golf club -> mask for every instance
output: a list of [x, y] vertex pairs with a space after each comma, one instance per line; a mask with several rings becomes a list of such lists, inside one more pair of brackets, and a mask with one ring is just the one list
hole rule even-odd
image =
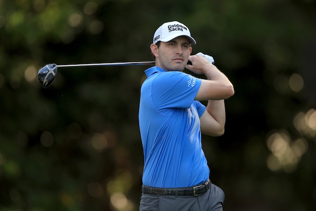
[[51, 85], [55, 80], [57, 74], [57, 67], [92, 67], [92, 66], [126, 66], [126, 65], [154, 65], [155, 62], [116, 62], [112, 63], [94, 63], [80, 64], [72, 65], [58, 65], [49, 64], [42, 67], [37, 73], [38, 81], [44, 88], [47, 88]]

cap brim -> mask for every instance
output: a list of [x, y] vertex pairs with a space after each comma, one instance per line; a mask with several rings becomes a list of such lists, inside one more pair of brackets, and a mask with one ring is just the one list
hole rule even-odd
[[160, 41], [169, 42], [171, 41], [171, 40], [175, 39], [175, 37], [177, 37], [178, 36], [185, 36], [187, 37], [188, 37], [188, 39], [190, 41], [190, 44], [191, 44], [195, 45], [196, 44], [196, 42], [195, 41], [194, 39], [193, 39], [193, 38], [192, 36], [188, 36], [188, 35], [184, 35], [184, 34], [172, 34], [172, 35], [167, 36], [160, 40]]

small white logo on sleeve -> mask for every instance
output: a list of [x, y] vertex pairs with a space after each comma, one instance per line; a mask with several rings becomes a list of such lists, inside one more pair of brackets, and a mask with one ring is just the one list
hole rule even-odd
[[194, 76], [191, 75], [190, 76], [190, 79], [188, 81], [188, 86], [193, 87], [195, 85], [195, 83], [196, 83], [196, 78]]

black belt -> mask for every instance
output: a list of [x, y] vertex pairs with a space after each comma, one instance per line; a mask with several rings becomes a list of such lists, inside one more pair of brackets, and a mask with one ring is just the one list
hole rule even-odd
[[152, 195], [196, 196], [202, 195], [211, 188], [211, 181], [208, 179], [202, 185], [193, 187], [180, 188], [159, 188], [143, 185], [142, 193]]

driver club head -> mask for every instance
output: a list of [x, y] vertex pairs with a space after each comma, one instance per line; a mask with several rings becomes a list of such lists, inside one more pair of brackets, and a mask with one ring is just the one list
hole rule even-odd
[[37, 73], [38, 81], [42, 86], [47, 88], [54, 82], [57, 74], [57, 65], [49, 64], [42, 67]]

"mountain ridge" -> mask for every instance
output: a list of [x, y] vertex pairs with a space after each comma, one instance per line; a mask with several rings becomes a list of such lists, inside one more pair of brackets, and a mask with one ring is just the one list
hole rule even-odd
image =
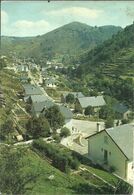
[[85, 49], [92, 49], [121, 27], [91, 27], [80, 22], [71, 22], [44, 35], [36, 37], [2, 37], [2, 50], [15, 51], [19, 56], [52, 58], [55, 55], [76, 55]]

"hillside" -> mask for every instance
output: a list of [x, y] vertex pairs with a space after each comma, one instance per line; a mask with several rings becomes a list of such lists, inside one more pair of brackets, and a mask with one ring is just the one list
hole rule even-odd
[[121, 27], [91, 27], [72, 22], [41, 36], [24, 38], [3, 36], [1, 47], [3, 53], [15, 51], [19, 56], [38, 58], [65, 54], [70, 56], [93, 49], [120, 30]]
[[133, 76], [134, 24], [118, 32], [110, 40], [80, 56], [77, 76], [98, 72], [108, 76]]

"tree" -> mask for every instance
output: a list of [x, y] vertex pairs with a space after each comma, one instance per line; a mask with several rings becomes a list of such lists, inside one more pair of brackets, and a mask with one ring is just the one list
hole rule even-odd
[[43, 116], [29, 119], [26, 128], [27, 133], [32, 135], [33, 138], [47, 137], [50, 134], [50, 125]]
[[[12, 146], [0, 147], [0, 192], [4, 194], [25, 194], [32, 186], [27, 187], [28, 182], [34, 182], [40, 170], [31, 167], [30, 159], [24, 148]], [[25, 167], [26, 166], [26, 167]], [[25, 167], [25, 168], [24, 168]], [[27, 171], [26, 171], [27, 170]]]
[[88, 106], [85, 108], [85, 112], [84, 112], [85, 115], [93, 115], [94, 114], [94, 109], [92, 106]]
[[99, 110], [99, 117], [102, 119], [107, 119], [108, 117], [113, 117], [113, 110], [111, 109], [111, 106], [105, 105], [102, 106]]
[[66, 103], [70, 103], [70, 104], [73, 104], [75, 101], [75, 98], [74, 98], [74, 95], [69, 93], [67, 96], [66, 96]]
[[0, 138], [6, 139], [6, 137], [9, 137], [9, 135], [14, 131], [14, 124], [13, 120], [10, 118], [7, 118], [4, 124], [0, 127]]
[[105, 122], [105, 128], [110, 128], [114, 126], [114, 119], [109, 117], [107, 118], [106, 122]]
[[79, 102], [75, 102], [75, 112], [82, 113], [82, 107]]
[[67, 127], [63, 127], [61, 129], [61, 133], [60, 133], [61, 137], [67, 137], [70, 136], [70, 130]]
[[48, 108], [45, 112], [45, 117], [53, 130], [60, 128], [65, 123], [65, 118], [57, 105]]

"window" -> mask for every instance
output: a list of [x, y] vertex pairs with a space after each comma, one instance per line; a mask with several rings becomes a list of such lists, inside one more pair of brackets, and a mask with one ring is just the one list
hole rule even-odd
[[108, 137], [107, 136], [104, 136], [104, 143], [108, 144]]

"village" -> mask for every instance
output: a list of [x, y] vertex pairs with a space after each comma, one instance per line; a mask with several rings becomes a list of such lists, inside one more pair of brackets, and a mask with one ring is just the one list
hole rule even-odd
[[[1, 58], [6, 61], [6, 56]], [[57, 106], [65, 119], [64, 125], [56, 129], [58, 138], [51, 133], [43, 140], [47, 143], [58, 141], [132, 184], [134, 126], [133, 121], [129, 124], [122, 124], [121, 121], [127, 120], [132, 111], [123, 104], [113, 105], [120, 117], [114, 120], [113, 127], [106, 128], [104, 120], [99, 118], [99, 110], [106, 105], [103, 93], [85, 96], [81, 91], [61, 90], [60, 76], [53, 72], [53, 68], [57, 70], [62, 67], [63, 64], [50, 61], [42, 67], [34, 60], [13, 57], [13, 63], [4, 68], [13, 73], [13, 78], [17, 76], [21, 86], [21, 90], [13, 91], [18, 98], [11, 110], [16, 127], [15, 133], [12, 133], [14, 145], [31, 144], [33, 139], [25, 134], [25, 121], [45, 116], [47, 109]], [[56, 97], [55, 91], [58, 94]], [[5, 99], [1, 86], [0, 105], [3, 109], [8, 106]], [[67, 133], [59, 139], [62, 129], [66, 129]]]

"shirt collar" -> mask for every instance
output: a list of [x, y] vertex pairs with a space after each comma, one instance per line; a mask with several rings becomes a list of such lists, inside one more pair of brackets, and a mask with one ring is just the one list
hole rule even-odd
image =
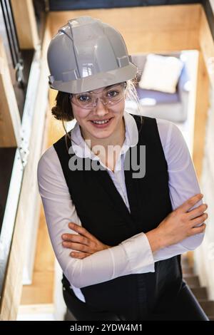
[[[123, 112], [126, 133], [125, 141], [121, 148], [121, 154], [125, 153], [130, 147], [136, 145], [138, 142], [138, 127], [133, 117], [126, 110]], [[76, 122], [71, 130], [72, 148], [75, 154], [81, 158], [89, 157], [92, 159], [99, 159], [93, 151], [91, 150], [85, 140], [82, 137], [80, 126]]]

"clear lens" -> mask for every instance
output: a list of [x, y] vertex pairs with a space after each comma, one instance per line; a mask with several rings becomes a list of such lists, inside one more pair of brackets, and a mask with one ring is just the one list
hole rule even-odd
[[85, 109], [91, 109], [96, 106], [98, 98], [103, 105], [113, 105], [125, 96], [126, 83], [113, 85], [105, 88], [101, 96], [93, 92], [72, 94], [71, 100], [75, 105]]

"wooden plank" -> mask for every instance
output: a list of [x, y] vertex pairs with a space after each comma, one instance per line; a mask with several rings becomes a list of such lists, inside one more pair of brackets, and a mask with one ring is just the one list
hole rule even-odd
[[118, 29], [130, 53], [198, 48], [200, 4], [68, 11], [49, 14], [52, 35], [68, 20], [89, 15]]
[[203, 10], [199, 31], [199, 54], [195, 103], [193, 160], [200, 178], [205, 140], [205, 127], [209, 108], [210, 83], [214, 88], [214, 43]]
[[201, 15], [199, 43], [207, 72], [214, 89], [214, 43], [204, 11], [202, 11]]
[[33, 282], [24, 285], [21, 305], [53, 304], [55, 257], [42, 207], [39, 221]]
[[[22, 276], [26, 253], [24, 232], [28, 228], [29, 220], [31, 220], [35, 207], [38, 207], [40, 205], [36, 170], [43, 143], [49, 75], [46, 50], [50, 38], [49, 31], [46, 29], [42, 48], [41, 76], [36, 99], [28, 164], [24, 174], [7, 273], [1, 299], [0, 319], [1, 320], [16, 320], [16, 319], [22, 290]], [[37, 217], [35, 217], [35, 222], [36, 220]]]
[[11, 0], [11, 7], [21, 48], [36, 48], [39, 43], [32, 0]]
[[0, 92], [0, 147], [17, 147], [20, 142], [20, 115], [1, 38]]

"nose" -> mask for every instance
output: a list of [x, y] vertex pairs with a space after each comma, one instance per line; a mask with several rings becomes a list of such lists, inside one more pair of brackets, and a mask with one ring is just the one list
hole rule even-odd
[[108, 107], [103, 103], [100, 98], [97, 98], [96, 106], [94, 107], [94, 110], [96, 114], [99, 116], [103, 116], [108, 113]]

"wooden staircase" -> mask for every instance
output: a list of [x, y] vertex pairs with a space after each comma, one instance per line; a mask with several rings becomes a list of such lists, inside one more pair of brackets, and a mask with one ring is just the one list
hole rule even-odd
[[182, 257], [183, 279], [204, 310], [210, 321], [214, 321], [214, 301], [208, 299], [207, 289], [200, 286], [198, 276], [194, 274], [188, 258]]

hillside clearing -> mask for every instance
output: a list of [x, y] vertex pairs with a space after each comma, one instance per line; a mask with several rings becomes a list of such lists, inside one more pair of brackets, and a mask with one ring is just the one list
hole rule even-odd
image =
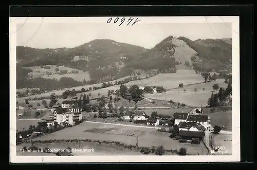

* * * * * * *

* **Objective**
Rewrite the lines from the beginning of the items through the line containing "88], [47, 88]]", swapping "golf club" for "tennis racket" and changing nothing else. Omit the pictures.

* **Answer to this problem**
tennis racket -> mask for every instance
output: a list of [x, y] vertex pairs with a space after each comma, one instance per line; a mask with several rings becomes a list of such lists, inside one more pair of brackets, and a mask with one ring is just the one list
hole rule even-odd
image =
[[51, 85], [55, 80], [57, 74], [57, 67], [92, 67], [92, 66], [126, 66], [126, 65], [154, 65], [155, 62], [116, 62], [112, 63], [94, 63], [80, 64], [72, 65], [58, 65], [49, 64], [42, 67], [37, 73], [38, 81], [44, 88], [47, 88]]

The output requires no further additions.